所给文本
1> 动态分配一个tty驱动,usb_serial_tty_driver = alloc_tty_driver(SERIAL_TTY_MINORS);

2> "usb-serial"总线注册,result = bus_register(&usb_serial_bus_type);

3> tty驱动注册,result = tty_register_driver(usb_serial_tty_driver);

4> usb串口驱动注册,result = usb_register(&usb_serial_driver);

下面逐个分析...

3.3 动态分配一个tty驱动结构体

usb_serial_tty_driver = alloc_tty_driver(SERIAL_TTY_MINORS); //SERIAL_TTY_MINORS为254
if (!usb_serial_tty_driver)
	return -ENOMEM;
static inline struct tty_driver *alloc_tty_driver(unsigned int lines)
{
	struct tty_driver *ret = tty_alloc_driver(lines, 0);
	if (IS_ERR(ret))
		return NULL;
	return ret;
}
#define tty_alloc_driver(lines, flags) \
		__tty_alloc_driver(lines, THIS_MODULE, flags)
struct tty_driver *__tty_alloc_driver(unsigned int lines, struct module *owner,
		unsigned long flags)
{
	struct tty_driver *driver;
	unsigned int cdevs = 1;
	int err;

	if (!lines || (flags & TTY_DRIVER_UNNUMBERED_NODE && lines > 1))
		return ERR_PTR(-EINVAL);

	driver = kzalloc(sizeof(struct tty_driver), GFP_KERNEL); //动态分配一个tty_driver内存空间
	if (!driver)

提取信息

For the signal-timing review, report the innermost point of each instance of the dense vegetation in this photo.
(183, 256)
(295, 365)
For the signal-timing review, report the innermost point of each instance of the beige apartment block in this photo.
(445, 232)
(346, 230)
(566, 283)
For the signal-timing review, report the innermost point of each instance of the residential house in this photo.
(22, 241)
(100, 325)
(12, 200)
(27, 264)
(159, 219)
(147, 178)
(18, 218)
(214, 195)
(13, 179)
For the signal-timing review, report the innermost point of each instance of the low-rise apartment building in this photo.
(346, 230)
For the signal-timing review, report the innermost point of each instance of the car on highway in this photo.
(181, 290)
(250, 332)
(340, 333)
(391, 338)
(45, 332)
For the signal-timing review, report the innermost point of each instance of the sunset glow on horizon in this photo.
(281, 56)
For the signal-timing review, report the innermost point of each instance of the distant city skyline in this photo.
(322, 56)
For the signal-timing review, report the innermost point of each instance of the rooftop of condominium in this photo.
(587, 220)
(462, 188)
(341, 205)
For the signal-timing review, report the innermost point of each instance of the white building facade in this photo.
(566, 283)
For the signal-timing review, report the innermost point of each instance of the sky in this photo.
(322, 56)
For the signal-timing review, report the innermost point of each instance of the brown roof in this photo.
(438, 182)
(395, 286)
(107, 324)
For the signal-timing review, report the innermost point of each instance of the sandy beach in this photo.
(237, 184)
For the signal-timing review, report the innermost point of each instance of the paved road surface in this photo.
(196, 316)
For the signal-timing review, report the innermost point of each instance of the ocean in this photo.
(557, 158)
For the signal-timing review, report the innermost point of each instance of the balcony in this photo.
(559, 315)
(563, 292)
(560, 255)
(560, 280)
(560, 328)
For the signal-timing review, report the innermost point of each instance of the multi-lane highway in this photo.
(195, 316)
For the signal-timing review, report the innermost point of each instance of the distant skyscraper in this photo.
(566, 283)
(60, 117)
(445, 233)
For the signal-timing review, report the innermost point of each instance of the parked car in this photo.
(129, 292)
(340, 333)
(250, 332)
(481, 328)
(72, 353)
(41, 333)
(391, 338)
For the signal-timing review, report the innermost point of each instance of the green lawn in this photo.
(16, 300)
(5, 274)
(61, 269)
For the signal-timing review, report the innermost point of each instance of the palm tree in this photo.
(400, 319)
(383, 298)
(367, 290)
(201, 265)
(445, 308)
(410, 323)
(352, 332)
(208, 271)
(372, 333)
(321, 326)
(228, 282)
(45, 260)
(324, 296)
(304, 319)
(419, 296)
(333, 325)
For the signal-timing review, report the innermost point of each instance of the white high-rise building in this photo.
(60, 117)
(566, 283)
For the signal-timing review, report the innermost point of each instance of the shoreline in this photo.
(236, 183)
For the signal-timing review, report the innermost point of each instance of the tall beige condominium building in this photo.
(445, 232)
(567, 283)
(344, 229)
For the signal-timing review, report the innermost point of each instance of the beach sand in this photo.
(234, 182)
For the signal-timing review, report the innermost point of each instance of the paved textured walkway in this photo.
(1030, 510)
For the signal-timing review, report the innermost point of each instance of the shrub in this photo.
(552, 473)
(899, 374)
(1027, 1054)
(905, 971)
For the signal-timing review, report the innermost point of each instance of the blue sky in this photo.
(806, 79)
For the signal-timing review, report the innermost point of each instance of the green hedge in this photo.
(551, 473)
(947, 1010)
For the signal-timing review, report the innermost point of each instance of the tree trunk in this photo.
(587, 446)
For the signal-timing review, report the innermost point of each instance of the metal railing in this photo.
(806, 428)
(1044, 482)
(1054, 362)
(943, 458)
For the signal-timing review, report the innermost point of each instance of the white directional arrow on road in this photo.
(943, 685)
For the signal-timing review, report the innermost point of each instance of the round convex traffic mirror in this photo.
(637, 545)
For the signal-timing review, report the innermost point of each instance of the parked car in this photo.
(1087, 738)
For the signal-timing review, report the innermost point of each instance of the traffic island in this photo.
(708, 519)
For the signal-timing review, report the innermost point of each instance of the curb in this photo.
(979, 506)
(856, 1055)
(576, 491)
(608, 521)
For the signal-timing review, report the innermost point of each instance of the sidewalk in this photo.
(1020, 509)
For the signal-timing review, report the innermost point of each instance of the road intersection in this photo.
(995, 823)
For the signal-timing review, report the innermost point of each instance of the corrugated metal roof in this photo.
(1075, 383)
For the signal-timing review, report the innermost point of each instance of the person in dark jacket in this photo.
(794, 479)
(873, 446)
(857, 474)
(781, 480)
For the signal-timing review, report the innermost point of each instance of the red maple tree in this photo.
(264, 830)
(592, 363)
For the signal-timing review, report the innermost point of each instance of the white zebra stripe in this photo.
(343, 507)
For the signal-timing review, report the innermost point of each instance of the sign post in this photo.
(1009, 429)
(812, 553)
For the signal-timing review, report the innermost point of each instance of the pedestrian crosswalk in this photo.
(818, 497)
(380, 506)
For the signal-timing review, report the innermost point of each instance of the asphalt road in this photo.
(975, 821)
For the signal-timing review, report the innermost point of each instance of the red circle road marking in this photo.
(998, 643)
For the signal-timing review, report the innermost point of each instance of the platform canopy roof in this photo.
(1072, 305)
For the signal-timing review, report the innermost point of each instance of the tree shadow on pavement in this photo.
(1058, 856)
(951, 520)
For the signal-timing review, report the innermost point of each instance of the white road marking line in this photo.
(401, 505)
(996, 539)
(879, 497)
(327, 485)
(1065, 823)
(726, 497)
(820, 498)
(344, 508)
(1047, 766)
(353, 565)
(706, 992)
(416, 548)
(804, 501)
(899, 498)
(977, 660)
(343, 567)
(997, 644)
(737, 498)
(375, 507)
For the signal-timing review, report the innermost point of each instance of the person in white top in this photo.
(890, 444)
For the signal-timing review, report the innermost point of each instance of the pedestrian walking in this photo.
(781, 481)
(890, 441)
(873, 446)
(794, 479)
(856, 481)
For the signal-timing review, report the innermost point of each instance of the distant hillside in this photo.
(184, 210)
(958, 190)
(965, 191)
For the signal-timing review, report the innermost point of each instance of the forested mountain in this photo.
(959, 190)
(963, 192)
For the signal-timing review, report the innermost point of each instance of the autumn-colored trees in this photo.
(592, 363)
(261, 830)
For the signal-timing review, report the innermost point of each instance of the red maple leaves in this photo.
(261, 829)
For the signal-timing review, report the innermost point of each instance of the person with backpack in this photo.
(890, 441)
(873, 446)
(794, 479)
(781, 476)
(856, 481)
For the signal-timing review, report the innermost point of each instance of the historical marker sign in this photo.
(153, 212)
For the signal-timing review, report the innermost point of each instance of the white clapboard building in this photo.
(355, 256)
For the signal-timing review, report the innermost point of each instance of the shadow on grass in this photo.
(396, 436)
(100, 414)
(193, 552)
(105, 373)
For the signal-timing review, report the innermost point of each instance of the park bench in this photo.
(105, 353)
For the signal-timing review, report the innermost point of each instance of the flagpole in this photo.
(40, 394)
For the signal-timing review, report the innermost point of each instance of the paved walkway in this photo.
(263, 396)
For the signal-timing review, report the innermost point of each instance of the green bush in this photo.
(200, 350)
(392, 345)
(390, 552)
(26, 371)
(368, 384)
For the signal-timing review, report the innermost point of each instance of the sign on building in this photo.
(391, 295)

任务要求
a. 根据所给文本,SERIAL_TTY_MINORS 的值是多少?
b. 修改所给文本中的一段:从含有“4> usb串口驱动注册,result = usb_register(&usb_serial_driver);”的那一行开始,到“tty_driver *alloc_tty_driver(unsigned int lines)”为止,并把其中的“ENOMEM”替换为“ENODEV”。

参考答案
a. 254。

b.
4> usb串口驱动注册,result = usb_register(&usb_serial_driver);

下面逐个分析...

3.3 动态分配一个tty驱动结构体

usb_serial_tty_driver = alloc_tty_driver(SERIAL_TTY_MINORS); //SERIAL_TTY_MINORS为254
if (!usb_serial_tty_driver)
	return -ENODEV;
static inline struct tty_driver *alloc_tty_driver(unsigned int lines)